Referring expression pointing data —
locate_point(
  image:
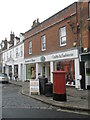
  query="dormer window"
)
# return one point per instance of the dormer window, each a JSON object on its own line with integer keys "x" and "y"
{"x": 43, "y": 43}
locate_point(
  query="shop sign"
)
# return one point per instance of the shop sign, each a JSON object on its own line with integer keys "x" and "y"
{"x": 34, "y": 86}
{"x": 42, "y": 58}
{"x": 31, "y": 60}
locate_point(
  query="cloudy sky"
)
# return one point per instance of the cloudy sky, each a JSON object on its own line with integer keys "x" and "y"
{"x": 18, "y": 15}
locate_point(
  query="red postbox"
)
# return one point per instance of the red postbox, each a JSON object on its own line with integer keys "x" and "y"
{"x": 59, "y": 86}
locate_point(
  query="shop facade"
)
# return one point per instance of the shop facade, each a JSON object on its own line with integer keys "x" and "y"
{"x": 66, "y": 60}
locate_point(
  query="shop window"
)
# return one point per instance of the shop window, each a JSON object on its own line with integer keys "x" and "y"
{"x": 7, "y": 55}
{"x": 67, "y": 66}
{"x": 43, "y": 43}
{"x": 10, "y": 54}
{"x": 89, "y": 8}
{"x": 62, "y": 34}
{"x": 16, "y": 52}
{"x": 30, "y": 47}
{"x": 21, "y": 51}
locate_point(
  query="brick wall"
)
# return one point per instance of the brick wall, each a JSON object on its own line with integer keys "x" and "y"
{"x": 50, "y": 28}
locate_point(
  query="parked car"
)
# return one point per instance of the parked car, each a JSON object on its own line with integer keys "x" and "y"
{"x": 4, "y": 78}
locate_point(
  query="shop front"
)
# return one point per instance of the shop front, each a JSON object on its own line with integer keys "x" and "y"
{"x": 46, "y": 64}
{"x": 85, "y": 60}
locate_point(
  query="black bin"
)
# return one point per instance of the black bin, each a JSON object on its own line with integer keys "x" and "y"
{"x": 42, "y": 82}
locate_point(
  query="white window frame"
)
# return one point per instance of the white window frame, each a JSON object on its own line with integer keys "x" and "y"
{"x": 16, "y": 52}
{"x": 62, "y": 35}
{"x": 43, "y": 42}
{"x": 30, "y": 47}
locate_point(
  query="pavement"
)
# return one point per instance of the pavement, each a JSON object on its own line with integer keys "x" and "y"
{"x": 77, "y": 100}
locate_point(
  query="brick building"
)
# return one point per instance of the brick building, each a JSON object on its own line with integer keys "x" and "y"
{"x": 57, "y": 43}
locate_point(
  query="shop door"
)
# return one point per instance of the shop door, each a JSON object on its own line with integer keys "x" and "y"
{"x": 82, "y": 72}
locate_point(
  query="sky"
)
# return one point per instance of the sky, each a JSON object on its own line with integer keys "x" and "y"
{"x": 18, "y": 15}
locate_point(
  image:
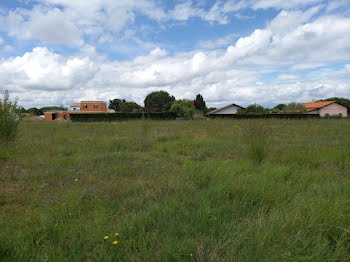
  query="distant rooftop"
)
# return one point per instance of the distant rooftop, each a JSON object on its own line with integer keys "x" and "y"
{"x": 311, "y": 106}
{"x": 93, "y": 102}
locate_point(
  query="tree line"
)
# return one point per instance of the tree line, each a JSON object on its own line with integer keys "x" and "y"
{"x": 162, "y": 101}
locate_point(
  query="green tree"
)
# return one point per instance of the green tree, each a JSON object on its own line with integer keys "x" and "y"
{"x": 295, "y": 108}
{"x": 116, "y": 104}
{"x": 280, "y": 107}
{"x": 129, "y": 107}
{"x": 183, "y": 108}
{"x": 254, "y": 109}
{"x": 9, "y": 118}
{"x": 341, "y": 100}
{"x": 35, "y": 111}
{"x": 159, "y": 101}
{"x": 51, "y": 108}
{"x": 199, "y": 103}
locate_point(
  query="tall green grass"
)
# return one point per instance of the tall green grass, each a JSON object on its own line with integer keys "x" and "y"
{"x": 176, "y": 191}
{"x": 257, "y": 136}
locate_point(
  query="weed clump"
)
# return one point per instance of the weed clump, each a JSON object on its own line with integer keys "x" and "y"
{"x": 257, "y": 137}
{"x": 9, "y": 118}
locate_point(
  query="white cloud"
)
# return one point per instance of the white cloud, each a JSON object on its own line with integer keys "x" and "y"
{"x": 217, "y": 43}
{"x": 49, "y": 26}
{"x": 236, "y": 74}
{"x": 288, "y": 77}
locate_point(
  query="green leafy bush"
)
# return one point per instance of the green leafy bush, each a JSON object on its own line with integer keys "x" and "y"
{"x": 295, "y": 108}
{"x": 9, "y": 118}
{"x": 254, "y": 109}
{"x": 128, "y": 107}
{"x": 183, "y": 108}
{"x": 159, "y": 101}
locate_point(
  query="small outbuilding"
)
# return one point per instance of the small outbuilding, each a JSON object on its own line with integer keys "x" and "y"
{"x": 231, "y": 109}
{"x": 53, "y": 115}
{"x": 324, "y": 108}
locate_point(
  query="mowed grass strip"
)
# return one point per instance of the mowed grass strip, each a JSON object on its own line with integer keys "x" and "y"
{"x": 177, "y": 191}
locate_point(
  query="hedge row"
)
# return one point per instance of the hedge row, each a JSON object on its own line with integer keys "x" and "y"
{"x": 98, "y": 117}
{"x": 253, "y": 116}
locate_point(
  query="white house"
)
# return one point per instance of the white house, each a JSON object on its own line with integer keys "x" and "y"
{"x": 227, "y": 110}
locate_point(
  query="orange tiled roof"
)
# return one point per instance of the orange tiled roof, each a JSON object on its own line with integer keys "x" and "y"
{"x": 311, "y": 106}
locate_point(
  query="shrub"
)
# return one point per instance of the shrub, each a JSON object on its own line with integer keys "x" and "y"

Exercise requirements —
From the entries above, list each line with "shrub" in it.

Response for this exercise —
  query="shrub"
# return one point per instance of the shrub, each a JSON object on its own line with integer keys "x" and "y"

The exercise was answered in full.